— start of EXTRACTED DATA —
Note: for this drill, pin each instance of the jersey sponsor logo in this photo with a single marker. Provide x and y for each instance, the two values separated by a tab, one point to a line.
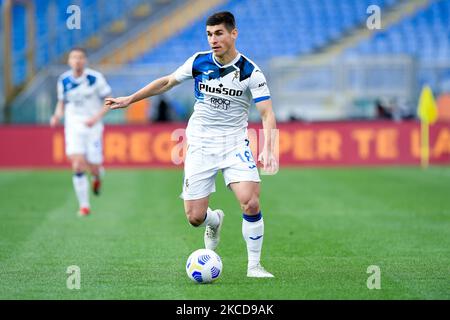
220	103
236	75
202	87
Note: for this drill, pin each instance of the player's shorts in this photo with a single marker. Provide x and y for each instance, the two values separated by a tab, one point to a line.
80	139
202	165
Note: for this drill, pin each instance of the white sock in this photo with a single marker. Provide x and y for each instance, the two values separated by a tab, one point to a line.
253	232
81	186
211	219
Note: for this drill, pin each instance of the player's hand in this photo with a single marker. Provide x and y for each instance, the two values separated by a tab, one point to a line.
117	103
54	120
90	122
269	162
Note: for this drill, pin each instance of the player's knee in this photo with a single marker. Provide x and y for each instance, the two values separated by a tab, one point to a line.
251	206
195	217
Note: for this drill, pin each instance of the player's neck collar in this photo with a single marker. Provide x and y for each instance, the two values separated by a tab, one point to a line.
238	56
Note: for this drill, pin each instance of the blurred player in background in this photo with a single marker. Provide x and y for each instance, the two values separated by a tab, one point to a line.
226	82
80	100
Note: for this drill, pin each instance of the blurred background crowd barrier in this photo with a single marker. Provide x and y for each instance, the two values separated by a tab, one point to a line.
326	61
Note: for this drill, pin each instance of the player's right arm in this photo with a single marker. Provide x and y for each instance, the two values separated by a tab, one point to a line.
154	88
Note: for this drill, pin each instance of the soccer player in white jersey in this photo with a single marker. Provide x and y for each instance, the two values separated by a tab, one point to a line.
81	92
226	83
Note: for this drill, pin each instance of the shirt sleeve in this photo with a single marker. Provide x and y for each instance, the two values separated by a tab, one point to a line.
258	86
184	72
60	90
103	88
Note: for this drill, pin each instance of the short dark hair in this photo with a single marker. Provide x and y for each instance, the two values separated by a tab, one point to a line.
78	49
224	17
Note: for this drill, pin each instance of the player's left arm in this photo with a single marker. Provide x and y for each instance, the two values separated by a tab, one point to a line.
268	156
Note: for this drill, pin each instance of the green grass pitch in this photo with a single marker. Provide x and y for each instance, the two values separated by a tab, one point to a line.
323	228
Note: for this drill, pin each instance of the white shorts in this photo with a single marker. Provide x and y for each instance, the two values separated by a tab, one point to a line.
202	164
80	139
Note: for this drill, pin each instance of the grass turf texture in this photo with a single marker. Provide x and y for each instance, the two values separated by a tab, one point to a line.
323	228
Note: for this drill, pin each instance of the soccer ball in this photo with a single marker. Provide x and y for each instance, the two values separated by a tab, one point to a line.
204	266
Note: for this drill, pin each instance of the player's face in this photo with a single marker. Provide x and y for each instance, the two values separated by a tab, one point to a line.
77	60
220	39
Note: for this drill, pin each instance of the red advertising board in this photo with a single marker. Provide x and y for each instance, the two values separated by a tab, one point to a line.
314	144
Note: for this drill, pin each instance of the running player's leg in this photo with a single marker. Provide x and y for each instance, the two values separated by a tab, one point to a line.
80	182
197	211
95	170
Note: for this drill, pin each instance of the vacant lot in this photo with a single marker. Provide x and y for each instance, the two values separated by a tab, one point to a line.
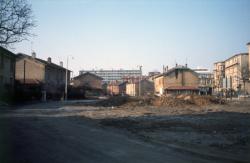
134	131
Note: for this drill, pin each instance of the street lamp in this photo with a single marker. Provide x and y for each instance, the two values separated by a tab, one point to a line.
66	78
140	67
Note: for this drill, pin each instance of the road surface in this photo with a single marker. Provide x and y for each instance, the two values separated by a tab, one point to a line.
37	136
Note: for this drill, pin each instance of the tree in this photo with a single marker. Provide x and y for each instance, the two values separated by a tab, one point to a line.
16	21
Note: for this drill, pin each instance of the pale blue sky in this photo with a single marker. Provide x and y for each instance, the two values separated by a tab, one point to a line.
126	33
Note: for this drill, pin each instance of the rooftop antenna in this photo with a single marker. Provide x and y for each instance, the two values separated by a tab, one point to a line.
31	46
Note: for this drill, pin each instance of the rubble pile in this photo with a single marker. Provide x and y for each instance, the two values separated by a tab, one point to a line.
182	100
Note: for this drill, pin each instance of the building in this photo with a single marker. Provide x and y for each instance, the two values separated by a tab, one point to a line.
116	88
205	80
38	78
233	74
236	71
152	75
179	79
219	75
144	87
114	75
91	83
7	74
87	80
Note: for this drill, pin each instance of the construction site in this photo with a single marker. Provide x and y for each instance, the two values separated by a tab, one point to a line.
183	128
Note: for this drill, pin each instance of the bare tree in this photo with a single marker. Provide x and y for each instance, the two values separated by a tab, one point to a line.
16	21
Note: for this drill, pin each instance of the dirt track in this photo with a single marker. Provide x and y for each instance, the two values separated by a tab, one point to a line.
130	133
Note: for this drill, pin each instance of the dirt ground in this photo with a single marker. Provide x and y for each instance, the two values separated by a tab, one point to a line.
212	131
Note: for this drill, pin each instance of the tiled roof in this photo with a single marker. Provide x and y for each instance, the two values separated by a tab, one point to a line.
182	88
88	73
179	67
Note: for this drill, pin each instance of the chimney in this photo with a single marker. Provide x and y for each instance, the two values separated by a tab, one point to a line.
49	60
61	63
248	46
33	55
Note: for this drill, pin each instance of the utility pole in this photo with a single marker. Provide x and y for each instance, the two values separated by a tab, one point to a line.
— end of EXTRACTED DATA —
REQUEST: Turn the entire listing above into a numbered list, skipping any blank lines and omitting the pictures.

EXPECTED ANSWER:
1. Note: for this drill, pin each instance of the jersey sponsor logo in this photo with a single marker. Provide x and y for each instance, the two values separated by a tab, one point to a line.
2. 220	103
3. 236	75
4. 202	87
5. Note: for this drill, pin each instance of the player's shorts in this photo with a single marker. Provide x and y for each instance, the two values separated by a tab, one point to a line.
6. 80	139
7. 202	165
8. Note: for this drill, pin each instance of the white sock in this photo with a single marker. Provide x and y for each instance, the two values separated by a tab, one point to a line.
9. 253	232
10. 81	186
11. 211	219
12. Note: for this drill, pin each instance of the player's hand in this photo with a single marker. Provide x and y for each instance, the two values separated by a tab, one point to a line.
13. 117	103
14. 54	120
15. 90	122
16. 269	162
17. Note: for this drill, pin each instance of the player's knee in this photo with a single marker. Provide x and y for each instance, the two values separated by a tab, one point to a line.
18. 251	206
19. 195	217
20. Note: for this drill, pin each instance of the player's neck collar in this photo with a single marker. Provide x and y for each instance, the two values separated by a tab, one point to a line.
21. 238	56
22. Note: for this drill, pin each instance of the blurred player in background in this photo with a single marker. Provide x and y for each instance, the two values separated by a tab, one point to a line.
23. 226	82
24. 80	100
25. Note: for this drill, pin each instance of the blurred background crowd barrier in this photo with a single marker. Provide x and y for each instance, the two values separated by a tab, one point to a line.
26. 326	61
27. Note: for this drill, pin each instance of the player's right arm in this photo with a single marker. Provide x and y for each instance, the two values separated by a tab, one point to a line.
28. 154	88
29. Note: for this drill, pin each instance of the soccer player in white jersey in this photo with a single marker. Provide x and y for each instance, the two values separated by a tab, one point to a line.
30. 81	92
31. 226	83
32. Note: for this drill, pin each instance of the shirt sleeve in this photo with a single marker. Provide x and y for each instance, the two values separated by a tab, one point to a line.
33. 258	86
34. 184	72
35. 60	90
36. 103	88
37. Note: for this drill, pin each instance of the short dark hair in this photo with a single marker. Provide x and y for each instance, the two values separated by a tab, one point to a line.
38. 78	49
39. 224	17
40. Note: for this drill, pin each instance of the player's left arm in this photo with a single marker. Provide x and y for each instance, the two values separated by a tab, one point to a line.
41. 268	156
42. Note: for this drill, pin each instance of the green grass pitch in this photo with a single marker. Provide x and y for each instance, the two values separated by a tab, one point to a line.
43. 323	228
44. Note: for this drill, pin each instance of the white shorts in this photo with a single marker. Provide x and y for each instance, the two values separated by a tab, one point to a line.
45. 202	164
46. 80	139
47. Note: for this drill, pin each instance of the grass turf texture in this photo with a single marker. Provide x and y for each instance, the two values separated by a tab, one point to a line.
48. 323	228
49. Note: for this drill, pin each instance of the soccer ball in this photo with a single marker. Provide x and y for each instance, the two values separated by a tab, one point to a line.
50. 204	266
51. Note: for this drill, pin each instance of the player's face in this photo with a single marker. Provide x and y for each instance, the two values separated by a tab, one point to a line.
52. 77	60
53. 220	39
54. Note: for this drill, pin each instance of the red advertising board in this photo with a single marker. Provide x and y for each instance, the two values separated by a tab, one point to a line.
55. 314	144
56. Note: for this drill, pin each instance of the running player's leg in this photo with a single marker. Provide x and y for each instance, the two values separated by a tab, one point to a line.
57. 80	182
58. 197	211
59. 95	170
60. Note: for this drill, pin each instance of the vacant lot in this photo with a single marker. Provide x and y for each instance, the two values separated by a tab, one point to a line.
61. 134	131
62. Note: for this drill, pin each instance of the street lamp in this photo with a single marker. Provide x and y for each instance, the two values separated by a tab, one point to a line.
63. 66	78
64. 140	67
65. Note: for this drill, pin each instance of the road surface in this photo with a single marker. Provide x and y for each instance, the two values separated by a tab, one point to a line.
66. 37	136
67. Note: for this drill, pin each instance of the tree in this photo with a single marker. Provide x and y for each instance, the two values separated by a tab, one point to a line.
68. 16	21
69. Note: for this drill, pin each instance of the pale blue sky in this photo with a single marker. Provide x and y for each instance, the two values separated by a tab, one point to a line.
70. 126	33
71. Note: for this drill, pin each instance of the rooftop antenna in this photo with a single marker. Provide x and y for each instance, the two values separated by a tab, one point to a line.
72. 31	46
73. Note: for this drill, pin each instance of the rubble pile in this photo with a single marker. Provide x and y for each instance, the two values separated by a tab, one point to a line.
74. 182	100
75. Note: for this drill, pin each instance of the building in this photo with a single marker. Provide x and y for each instance, the two values separated by a tab, one point to a line.
76. 116	88
77. 205	80
78. 38	78
79. 233	74
80. 236	71
81. 152	75
82. 179	79
83. 219	75
84. 144	87
85. 114	75
86. 91	83
87. 7	74
88. 87	80
89. Note: for this drill, pin each instance of the construction site in this photo with a single marker. Provide x and y for each instance, the two values separated by a tab, one point to a line.
90. 183	128
91. Note: for this drill, pin each instance of the bare tree in this photo with a single marker. Provide x and y for each instance, the two values separated by a tab, one point to a line.
92. 16	21
93. Note: for this drill, pin each instance of the dirt track in this photo with a single marker. Provide x and y for each instance, the two values separated by a tab, one point to a line.
94. 130	133
95. Note: for this drill, pin each instance of the dirt ground in this photo with a single marker. Provide x and y for each instance, the two values separated by a tab, one point to a line.
96. 212	131
97. Note: for this drill, pin each instance of the tiled roof in this photo with a single marker. Provide x and y for each instance, the two values separated by a tab, one point to a line.
98. 182	88
99. 88	73
100. 179	67
101. Note: for this drill, pin each instance of the chimney in this photo with a single marker. Provide x and y for each instance, the two values separated by a tab, one point to a line.
102. 49	60
103. 61	63
104. 248	46
105. 33	55
106. Note: for this drill, pin each instance of the utility pole in this photo with a single marker. Provide x and y for each instance, the two values separated by a tab, one point to a line.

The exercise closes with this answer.